==== Text for analysis ====
Caribbean Vet Schools
Veterinary medicine continues to be an extremely desirable career path despite the high educational cost and the difficulty of gaining entrance to a veterinary program. The extremely limited number of places in U.S. based veterinary programs has pushed many students to look abroad to international schools that offer veterinary training, sparking strong interest in a few prominent Caribbean veterinary schools.
Equivalency Exams for Foreign Graduates
Students who attend international vet schools that are not accredited by the American Veterinary Medical Association (AVMA) face additional expenses and testing before they can become eligible to seek a license to practice in the United States. It can take several months (or even a year or two) to complete these equivalency requirements. There are two equivalency exams that can make a graduate of a non-accredited program eligible for U.S. licensing procedures: the Program for the Assessment of Veterinary Education Equivalence (PAVE) and the Educational Commission for Foreign Veterinary Graduates (ECFVG) certification program.
==== Entries supplied ====
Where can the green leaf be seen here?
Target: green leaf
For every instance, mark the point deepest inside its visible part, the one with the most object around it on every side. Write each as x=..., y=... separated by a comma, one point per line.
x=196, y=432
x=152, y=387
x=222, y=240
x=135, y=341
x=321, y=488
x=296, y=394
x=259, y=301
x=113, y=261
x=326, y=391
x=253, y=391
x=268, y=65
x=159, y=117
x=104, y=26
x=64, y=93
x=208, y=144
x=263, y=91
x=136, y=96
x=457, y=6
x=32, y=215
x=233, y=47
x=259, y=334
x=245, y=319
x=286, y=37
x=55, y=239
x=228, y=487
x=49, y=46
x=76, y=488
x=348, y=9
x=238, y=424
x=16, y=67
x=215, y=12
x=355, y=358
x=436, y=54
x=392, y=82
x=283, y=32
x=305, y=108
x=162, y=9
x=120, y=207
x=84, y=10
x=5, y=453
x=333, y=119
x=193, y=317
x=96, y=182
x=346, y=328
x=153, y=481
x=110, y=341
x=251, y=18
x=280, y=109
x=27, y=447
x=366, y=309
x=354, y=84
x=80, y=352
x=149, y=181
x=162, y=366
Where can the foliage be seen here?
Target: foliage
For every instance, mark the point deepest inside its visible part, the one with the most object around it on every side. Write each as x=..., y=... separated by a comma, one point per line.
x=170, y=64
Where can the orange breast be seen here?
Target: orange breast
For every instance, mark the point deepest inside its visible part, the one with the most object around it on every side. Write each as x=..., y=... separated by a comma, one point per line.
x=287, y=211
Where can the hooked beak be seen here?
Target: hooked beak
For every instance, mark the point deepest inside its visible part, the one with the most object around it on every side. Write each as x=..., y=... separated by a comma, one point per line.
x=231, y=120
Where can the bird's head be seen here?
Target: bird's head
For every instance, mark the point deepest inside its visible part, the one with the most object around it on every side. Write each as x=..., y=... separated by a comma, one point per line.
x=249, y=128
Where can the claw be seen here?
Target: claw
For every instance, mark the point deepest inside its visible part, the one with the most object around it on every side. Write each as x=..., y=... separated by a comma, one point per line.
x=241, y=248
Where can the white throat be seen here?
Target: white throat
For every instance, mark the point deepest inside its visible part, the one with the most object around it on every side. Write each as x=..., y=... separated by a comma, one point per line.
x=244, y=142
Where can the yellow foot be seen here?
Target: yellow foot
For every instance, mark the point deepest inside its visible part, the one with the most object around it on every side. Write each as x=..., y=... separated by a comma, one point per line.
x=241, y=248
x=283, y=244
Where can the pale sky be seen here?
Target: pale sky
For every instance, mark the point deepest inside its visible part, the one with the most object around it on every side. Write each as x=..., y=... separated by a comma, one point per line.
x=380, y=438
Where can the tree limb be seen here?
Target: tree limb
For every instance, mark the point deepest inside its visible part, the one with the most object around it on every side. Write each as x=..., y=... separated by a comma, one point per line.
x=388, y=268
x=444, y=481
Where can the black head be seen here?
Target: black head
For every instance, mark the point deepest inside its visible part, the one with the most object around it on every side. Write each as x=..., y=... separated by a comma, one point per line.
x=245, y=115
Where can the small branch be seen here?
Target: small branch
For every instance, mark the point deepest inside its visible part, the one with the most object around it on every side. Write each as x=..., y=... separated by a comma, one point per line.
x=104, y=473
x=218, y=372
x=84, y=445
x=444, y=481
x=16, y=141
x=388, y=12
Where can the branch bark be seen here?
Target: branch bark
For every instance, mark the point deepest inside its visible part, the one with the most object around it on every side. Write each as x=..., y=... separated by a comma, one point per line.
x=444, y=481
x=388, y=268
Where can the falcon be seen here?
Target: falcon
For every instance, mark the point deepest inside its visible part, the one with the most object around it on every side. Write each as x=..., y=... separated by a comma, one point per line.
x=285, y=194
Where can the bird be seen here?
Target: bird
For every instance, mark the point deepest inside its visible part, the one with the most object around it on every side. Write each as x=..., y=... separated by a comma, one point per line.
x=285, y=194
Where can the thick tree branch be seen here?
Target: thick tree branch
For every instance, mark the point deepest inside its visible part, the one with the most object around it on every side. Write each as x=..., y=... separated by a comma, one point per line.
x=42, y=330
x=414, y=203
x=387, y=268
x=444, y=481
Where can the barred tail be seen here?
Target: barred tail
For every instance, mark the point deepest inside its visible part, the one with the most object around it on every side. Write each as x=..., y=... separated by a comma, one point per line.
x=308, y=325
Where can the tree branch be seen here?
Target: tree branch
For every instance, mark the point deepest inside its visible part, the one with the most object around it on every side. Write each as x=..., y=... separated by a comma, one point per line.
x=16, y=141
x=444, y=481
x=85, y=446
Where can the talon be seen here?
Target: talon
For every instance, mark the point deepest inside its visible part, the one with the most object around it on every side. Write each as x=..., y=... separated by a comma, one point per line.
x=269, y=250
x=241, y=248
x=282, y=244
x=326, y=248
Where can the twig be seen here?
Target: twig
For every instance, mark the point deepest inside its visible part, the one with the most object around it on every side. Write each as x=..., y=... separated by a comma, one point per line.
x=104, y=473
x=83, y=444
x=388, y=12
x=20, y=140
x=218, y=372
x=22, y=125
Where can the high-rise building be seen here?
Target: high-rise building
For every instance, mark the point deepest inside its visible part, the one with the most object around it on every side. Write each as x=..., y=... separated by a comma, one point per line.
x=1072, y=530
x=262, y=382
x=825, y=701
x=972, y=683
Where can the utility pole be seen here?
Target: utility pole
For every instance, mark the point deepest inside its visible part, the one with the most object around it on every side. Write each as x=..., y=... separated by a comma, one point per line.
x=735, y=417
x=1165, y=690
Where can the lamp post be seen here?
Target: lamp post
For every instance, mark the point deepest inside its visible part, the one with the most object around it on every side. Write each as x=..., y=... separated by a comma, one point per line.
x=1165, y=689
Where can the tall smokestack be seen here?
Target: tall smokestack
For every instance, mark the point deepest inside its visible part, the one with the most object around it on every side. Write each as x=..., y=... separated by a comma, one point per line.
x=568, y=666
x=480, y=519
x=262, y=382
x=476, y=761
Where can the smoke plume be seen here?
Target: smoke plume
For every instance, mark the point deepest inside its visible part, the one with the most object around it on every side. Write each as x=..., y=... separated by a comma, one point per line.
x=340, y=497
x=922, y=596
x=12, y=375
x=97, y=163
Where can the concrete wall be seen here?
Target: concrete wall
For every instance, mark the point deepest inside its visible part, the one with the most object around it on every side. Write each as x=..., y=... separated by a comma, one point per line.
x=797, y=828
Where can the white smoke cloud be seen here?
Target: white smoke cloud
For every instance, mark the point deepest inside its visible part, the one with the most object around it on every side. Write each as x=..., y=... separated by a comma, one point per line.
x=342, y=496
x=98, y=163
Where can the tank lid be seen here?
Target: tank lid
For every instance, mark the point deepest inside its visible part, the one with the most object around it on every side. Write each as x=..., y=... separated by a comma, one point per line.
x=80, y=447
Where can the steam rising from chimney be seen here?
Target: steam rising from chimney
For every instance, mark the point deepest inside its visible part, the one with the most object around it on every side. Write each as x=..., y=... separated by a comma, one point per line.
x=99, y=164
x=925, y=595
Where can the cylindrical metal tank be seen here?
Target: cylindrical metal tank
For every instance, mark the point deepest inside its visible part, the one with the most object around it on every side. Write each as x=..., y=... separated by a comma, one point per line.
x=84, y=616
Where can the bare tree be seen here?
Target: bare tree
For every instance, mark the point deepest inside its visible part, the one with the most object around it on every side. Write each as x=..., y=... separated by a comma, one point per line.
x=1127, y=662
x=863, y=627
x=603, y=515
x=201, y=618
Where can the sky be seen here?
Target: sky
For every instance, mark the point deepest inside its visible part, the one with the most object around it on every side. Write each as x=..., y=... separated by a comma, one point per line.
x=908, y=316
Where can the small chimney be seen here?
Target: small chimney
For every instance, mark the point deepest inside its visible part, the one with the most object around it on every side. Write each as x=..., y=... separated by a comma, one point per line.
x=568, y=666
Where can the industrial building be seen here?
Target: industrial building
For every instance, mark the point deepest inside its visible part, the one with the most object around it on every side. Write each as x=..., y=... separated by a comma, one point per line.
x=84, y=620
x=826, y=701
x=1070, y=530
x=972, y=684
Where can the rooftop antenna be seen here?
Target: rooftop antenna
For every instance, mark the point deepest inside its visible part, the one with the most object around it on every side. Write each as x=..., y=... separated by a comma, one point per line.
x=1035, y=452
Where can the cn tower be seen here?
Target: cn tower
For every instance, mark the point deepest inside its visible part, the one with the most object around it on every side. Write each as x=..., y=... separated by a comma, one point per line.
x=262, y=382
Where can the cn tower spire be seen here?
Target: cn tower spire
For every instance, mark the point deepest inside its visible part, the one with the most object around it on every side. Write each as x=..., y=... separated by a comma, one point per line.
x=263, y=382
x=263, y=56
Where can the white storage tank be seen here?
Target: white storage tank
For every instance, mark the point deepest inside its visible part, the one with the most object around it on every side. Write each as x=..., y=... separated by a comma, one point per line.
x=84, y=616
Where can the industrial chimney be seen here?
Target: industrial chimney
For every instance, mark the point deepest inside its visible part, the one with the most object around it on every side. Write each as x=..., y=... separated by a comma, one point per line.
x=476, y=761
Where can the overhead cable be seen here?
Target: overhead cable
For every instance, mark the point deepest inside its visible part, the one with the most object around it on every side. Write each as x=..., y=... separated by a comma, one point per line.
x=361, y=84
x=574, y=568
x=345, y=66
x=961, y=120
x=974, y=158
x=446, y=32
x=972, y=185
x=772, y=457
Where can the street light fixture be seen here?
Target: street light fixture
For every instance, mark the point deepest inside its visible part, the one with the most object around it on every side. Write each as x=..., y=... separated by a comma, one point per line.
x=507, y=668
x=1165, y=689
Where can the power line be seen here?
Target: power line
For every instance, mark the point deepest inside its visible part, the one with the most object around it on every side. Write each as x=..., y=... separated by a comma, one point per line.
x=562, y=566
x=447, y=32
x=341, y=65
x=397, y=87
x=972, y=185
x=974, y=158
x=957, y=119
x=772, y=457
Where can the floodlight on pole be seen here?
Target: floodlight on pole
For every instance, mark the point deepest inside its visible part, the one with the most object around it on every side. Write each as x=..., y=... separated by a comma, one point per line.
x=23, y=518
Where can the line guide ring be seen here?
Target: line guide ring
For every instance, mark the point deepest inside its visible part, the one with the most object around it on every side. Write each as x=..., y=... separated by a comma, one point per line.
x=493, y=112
====
## Assignment A
Reproduce the part of the Caribbean vet schools text starting at "Equivalency Exams for" and ending at "(ECFVG) certification program.".
## Assignment B
Resume the text on Caribbean vet schools from where it stops.

## Task result A
Equivalency Exams for Foreign Graduates
Students who attend international vet schools that are not accredited by the American Veterinary Medical Association (AVMA) face additional expenses and testing before they can become eligible to seek a license to practice in the United States. It can take several months (or even a year or two) to complete these equivalency requirements. There are two equivalency exams that can make a graduate of a non-accredited program eligible for U.S. licensing procedures: the Program for the Assessment of Veterinary Education Equivalence (PAVE) and the Educational Commission for Foreign Veterinary Graduates (ECFVG) certification program.

## Task result B
The Program for the Assessment of Veterinary Education Equivalence (PAVE) is an equivalency exam for veterinary graduates that attended school in a country other than the United States or Canada. The program is governed by the American Association of Veterinary State Boards. PAVE is not accepted by all states, so a student should investigate the requirements in the state where they intend to seek licensure before enrolling in the program (in 2013 it was accepted in 39 states as well as Australia and New Zealand).
The steps for PAVE certification may include a credentials verification process, English proficiency testing, a qualifying science examination, and a demonstration and evaluation of clinical proficiency. There are many significant (and non-refundable) fees involved with the testing, including a $1,500 charge for the qualifying science exam.
The Educational Commission for Foreign Veterinary Graduates (ECFVG) certification program is an equivalency exam for veterinary graduates of foreign programs. The ECFVG is run by the American Veterinary Medical Association and is accepted by all states and the federal government. It is also accepted by Canada, Australia, and New Zealand. The steps for ECFVG certification include credential verification, an English language assessment, a 225-question Basic and Clinical Sciences Examination (BSCE), and a multi-day hands-on Clinical Proficiency Examination (CPE).
As of 2014, enrollees are required to submit documentation that details their surgical experience. The ECFVG also involves significant fees for the certification and testing process, including a $1,400 registration fee and a $210 additional fee for the BSCE exam.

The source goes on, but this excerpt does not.